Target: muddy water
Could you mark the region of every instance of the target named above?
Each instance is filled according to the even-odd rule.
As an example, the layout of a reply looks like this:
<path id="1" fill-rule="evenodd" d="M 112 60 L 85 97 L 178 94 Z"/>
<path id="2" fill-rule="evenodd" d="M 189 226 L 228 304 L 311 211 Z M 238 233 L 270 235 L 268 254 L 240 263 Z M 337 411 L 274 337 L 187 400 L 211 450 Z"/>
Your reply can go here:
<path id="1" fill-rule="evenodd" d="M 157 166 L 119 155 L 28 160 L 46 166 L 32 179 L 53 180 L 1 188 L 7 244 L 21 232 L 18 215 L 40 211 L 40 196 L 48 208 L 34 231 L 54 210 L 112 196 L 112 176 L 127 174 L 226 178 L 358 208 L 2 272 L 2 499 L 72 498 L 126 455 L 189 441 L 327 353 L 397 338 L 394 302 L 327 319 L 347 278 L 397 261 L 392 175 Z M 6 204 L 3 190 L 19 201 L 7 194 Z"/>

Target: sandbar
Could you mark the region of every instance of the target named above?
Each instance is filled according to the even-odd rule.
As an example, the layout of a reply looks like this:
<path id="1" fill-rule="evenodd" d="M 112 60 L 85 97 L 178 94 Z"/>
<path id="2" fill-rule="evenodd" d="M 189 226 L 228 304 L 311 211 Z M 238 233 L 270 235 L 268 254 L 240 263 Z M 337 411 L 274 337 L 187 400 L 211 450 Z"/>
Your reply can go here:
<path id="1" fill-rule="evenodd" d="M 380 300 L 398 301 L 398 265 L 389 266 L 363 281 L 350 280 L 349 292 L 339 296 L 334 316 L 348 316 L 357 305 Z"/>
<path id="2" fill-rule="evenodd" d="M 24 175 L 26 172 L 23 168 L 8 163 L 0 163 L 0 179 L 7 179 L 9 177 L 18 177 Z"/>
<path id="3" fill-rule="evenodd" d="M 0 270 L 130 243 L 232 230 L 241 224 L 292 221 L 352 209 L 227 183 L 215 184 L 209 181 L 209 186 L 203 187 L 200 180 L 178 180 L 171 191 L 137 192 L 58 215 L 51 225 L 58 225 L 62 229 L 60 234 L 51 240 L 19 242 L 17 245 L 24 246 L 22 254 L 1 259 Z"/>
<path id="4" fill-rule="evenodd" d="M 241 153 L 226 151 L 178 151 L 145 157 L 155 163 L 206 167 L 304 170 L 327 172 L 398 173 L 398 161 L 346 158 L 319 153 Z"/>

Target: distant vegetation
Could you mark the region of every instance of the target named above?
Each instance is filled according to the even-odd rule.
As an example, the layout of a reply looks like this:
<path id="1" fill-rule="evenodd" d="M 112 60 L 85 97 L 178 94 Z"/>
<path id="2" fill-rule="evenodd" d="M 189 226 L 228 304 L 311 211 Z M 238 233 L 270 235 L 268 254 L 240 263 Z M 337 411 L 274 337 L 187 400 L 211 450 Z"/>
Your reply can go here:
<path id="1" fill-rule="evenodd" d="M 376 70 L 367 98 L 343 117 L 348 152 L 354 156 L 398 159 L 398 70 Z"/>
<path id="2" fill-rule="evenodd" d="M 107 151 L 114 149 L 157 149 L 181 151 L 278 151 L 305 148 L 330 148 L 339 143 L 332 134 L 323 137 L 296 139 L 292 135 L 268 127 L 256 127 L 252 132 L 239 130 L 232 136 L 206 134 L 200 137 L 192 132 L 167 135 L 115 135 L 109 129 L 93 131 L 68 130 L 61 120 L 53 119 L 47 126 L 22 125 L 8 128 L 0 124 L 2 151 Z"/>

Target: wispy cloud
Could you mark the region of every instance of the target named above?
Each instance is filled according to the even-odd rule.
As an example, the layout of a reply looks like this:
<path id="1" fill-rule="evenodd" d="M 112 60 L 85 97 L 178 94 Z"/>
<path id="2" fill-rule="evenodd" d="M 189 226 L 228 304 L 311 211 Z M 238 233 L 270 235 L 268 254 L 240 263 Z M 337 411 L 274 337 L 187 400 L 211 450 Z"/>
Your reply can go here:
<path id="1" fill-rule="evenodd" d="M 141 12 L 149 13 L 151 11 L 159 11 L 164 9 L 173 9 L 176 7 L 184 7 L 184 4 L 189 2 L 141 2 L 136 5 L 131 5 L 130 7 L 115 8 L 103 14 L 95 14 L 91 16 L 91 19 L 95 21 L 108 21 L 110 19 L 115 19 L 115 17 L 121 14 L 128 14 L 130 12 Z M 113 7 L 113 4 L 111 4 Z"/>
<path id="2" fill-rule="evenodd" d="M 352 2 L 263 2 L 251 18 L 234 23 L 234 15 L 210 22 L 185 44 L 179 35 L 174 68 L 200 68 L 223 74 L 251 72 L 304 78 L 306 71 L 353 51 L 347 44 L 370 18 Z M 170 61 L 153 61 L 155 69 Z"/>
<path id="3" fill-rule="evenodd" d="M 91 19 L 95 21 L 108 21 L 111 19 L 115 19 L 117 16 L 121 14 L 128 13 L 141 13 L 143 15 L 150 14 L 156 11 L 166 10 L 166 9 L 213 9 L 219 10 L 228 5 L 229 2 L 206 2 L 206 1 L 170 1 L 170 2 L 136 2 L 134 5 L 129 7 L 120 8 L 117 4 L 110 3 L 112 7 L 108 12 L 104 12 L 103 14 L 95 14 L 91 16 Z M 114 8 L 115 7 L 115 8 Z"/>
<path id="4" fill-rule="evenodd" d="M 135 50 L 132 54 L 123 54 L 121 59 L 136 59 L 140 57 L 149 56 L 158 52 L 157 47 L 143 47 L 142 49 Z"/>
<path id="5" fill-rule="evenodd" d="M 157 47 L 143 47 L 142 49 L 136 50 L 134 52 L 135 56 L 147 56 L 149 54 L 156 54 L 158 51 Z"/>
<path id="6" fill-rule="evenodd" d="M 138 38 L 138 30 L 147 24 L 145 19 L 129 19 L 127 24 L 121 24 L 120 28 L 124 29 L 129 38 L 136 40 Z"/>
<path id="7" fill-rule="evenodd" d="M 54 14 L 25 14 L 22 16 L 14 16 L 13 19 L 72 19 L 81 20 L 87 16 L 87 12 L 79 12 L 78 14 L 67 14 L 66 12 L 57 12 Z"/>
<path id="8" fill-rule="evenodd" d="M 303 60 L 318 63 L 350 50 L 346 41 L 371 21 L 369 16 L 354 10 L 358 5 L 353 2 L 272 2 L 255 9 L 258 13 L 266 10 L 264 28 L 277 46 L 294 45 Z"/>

■ TASK OBJECTIVE
Return the entries above, every line intact.

■ RESULT BELOW
Target: muddy water
Could you mark the region of every instance of the target named above?
Each instance is filled according to the even-odd rule.
As an example, the layout of a reply looks like this:
<path id="1" fill-rule="evenodd" d="M 112 60 L 85 97 L 178 94 Z"/>
<path id="2" fill-rule="evenodd" d="M 189 226 L 228 304 L 311 211 Z M 238 233 L 270 235 L 268 254 L 240 263 Z M 337 411 L 274 337 L 187 400 L 211 450 Z"/>
Your reply can go here:
<path id="1" fill-rule="evenodd" d="M 157 166 L 119 155 L 28 160 L 46 166 L 32 179 L 53 180 L 1 188 L 7 244 L 21 232 L 18 215 L 40 211 L 40 196 L 48 208 L 34 231 L 54 210 L 112 196 L 112 176 L 127 174 L 226 178 L 358 208 L 2 272 L 2 499 L 72 498 L 126 455 L 189 441 L 327 353 L 397 338 L 394 302 L 327 319 L 347 278 L 397 261 L 392 175 Z M 6 204 L 3 190 L 19 201 L 7 194 Z"/>

Target: sandbar
Could you mark the region of every instance of the target named above?
Each instance is filled according to the even-odd rule.
As an example, the layout of a reply looks like this:
<path id="1" fill-rule="evenodd" d="M 112 60 L 85 97 L 178 94 Z"/>
<path id="2" fill-rule="evenodd" d="M 189 226 L 228 304 L 311 211 Z M 238 233 L 270 235 L 268 254 L 240 263 Z M 337 411 L 274 337 L 187 400 L 211 450 Z"/>
Your reply can go here:
<path id="1" fill-rule="evenodd" d="M 380 300 L 398 301 L 398 265 L 389 266 L 363 281 L 350 280 L 349 292 L 339 296 L 334 316 L 348 316 L 357 305 Z"/>
<path id="2" fill-rule="evenodd" d="M 24 175 L 26 172 L 23 168 L 8 163 L 0 163 L 0 179 L 7 179 L 9 177 L 18 177 Z"/>
<path id="3" fill-rule="evenodd" d="M 0 270 L 130 243 L 232 230 L 241 224 L 292 221 L 352 209 L 227 183 L 215 184 L 209 181 L 209 186 L 203 187 L 200 180 L 178 180 L 171 191 L 137 192 L 58 215 L 51 225 L 58 225 L 62 229 L 60 234 L 51 240 L 19 242 L 17 245 L 24 246 L 22 254 L 1 259 Z"/>
<path id="4" fill-rule="evenodd" d="M 241 153 L 226 151 L 178 151 L 145 157 L 155 163 L 206 167 L 304 170 L 327 172 L 398 173 L 398 161 L 346 158 L 319 153 Z"/>

Target: distant vegetation
Could you mark the region of every instance of the target named above?
Each instance is filled according to the even-odd rule.
As an example, the layout of a reply looks like this:
<path id="1" fill-rule="evenodd" d="M 112 60 L 85 97 L 178 94 Z"/>
<path id="2" fill-rule="evenodd" d="M 189 226 L 228 304 L 311 211 Z M 238 233 L 270 235 L 268 254 L 240 263 Z M 337 411 L 274 337 L 187 400 L 211 450 Z"/>
Your reply can go here:
<path id="1" fill-rule="evenodd" d="M 376 70 L 367 98 L 343 117 L 348 152 L 354 156 L 398 159 L 398 70 Z"/>
<path id="2" fill-rule="evenodd" d="M 107 151 L 114 149 L 157 149 L 181 151 L 278 151 L 305 148 L 330 148 L 339 143 L 332 134 L 323 137 L 296 139 L 292 135 L 268 127 L 256 127 L 252 132 L 239 130 L 232 136 L 206 134 L 200 137 L 192 132 L 167 135 L 115 135 L 109 129 L 93 131 L 68 130 L 61 120 L 53 119 L 47 126 L 22 125 L 8 128 L 0 124 L 2 151 Z"/>

Target: wispy cloud
Could you mark the region of every instance of the target named above?
Each instance is filled according to the even-odd rule.
As an example, the layout of a reply looks like this:
<path id="1" fill-rule="evenodd" d="M 112 60 L 85 97 L 178 94 Z"/>
<path id="2" fill-rule="evenodd" d="M 189 226 L 228 304 L 311 211 Z M 238 233 L 270 235 L 268 254 L 240 263 Z M 337 411 L 274 337 L 187 400 L 211 450 Z"/>
Your reply can go here:
<path id="1" fill-rule="evenodd" d="M 141 12 L 149 13 L 151 11 L 159 11 L 164 9 L 173 9 L 176 7 L 184 7 L 184 4 L 189 2 L 141 2 L 136 5 L 131 5 L 130 7 L 115 8 L 103 14 L 95 14 L 91 16 L 91 19 L 95 21 L 108 21 L 110 19 L 115 19 L 115 17 L 121 14 L 128 14 L 130 12 Z M 113 7 L 113 4 L 111 4 Z"/>
<path id="2" fill-rule="evenodd" d="M 352 2 L 263 2 L 251 18 L 234 23 L 234 15 L 210 22 L 185 44 L 179 35 L 174 68 L 200 68 L 223 74 L 251 72 L 304 78 L 306 71 L 353 51 L 347 44 L 370 18 Z M 170 61 L 153 61 L 155 69 Z"/>
<path id="3" fill-rule="evenodd" d="M 91 19 L 95 21 L 108 21 L 111 19 L 115 19 L 117 16 L 121 14 L 128 13 L 141 13 L 143 15 L 150 14 L 156 11 L 166 10 L 166 9 L 213 9 L 219 10 L 228 5 L 229 2 L 206 2 L 206 1 L 170 1 L 170 2 L 136 2 L 134 5 L 129 7 L 120 8 L 117 4 L 110 3 L 112 7 L 108 12 L 104 12 L 103 14 L 95 14 L 91 16 Z M 114 8 L 115 7 L 115 8 Z"/>
<path id="4" fill-rule="evenodd" d="M 135 50 L 132 54 L 123 54 L 121 59 L 136 59 L 140 57 L 149 56 L 158 52 L 157 47 L 143 47 L 142 49 Z"/>
<path id="5" fill-rule="evenodd" d="M 157 47 L 143 47 L 142 49 L 136 50 L 134 52 L 135 56 L 147 56 L 149 54 L 156 54 L 158 51 Z"/>
<path id="6" fill-rule="evenodd" d="M 138 38 L 138 30 L 147 24 L 145 19 L 129 19 L 127 24 L 121 24 L 120 28 L 124 29 L 129 38 L 136 40 Z"/>
<path id="7" fill-rule="evenodd" d="M 54 14 L 25 14 L 22 16 L 14 16 L 13 19 L 72 19 L 81 20 L 87 16 L 87 12 L 79 12 L 78 14 L 67 14 L 66 12 L 57 12 Z"/>
<path id="8" fill-rule="evenodd" d="M 303 60 L 318 63 L 350 50 L 346 41 L 371 21 L 369 16 L 354 10 L 358 5 L 353 2 L 272 2 L 255 9 L 258 13 L 266 10 L 264 28 L 277 46 L 294 45 Z"/>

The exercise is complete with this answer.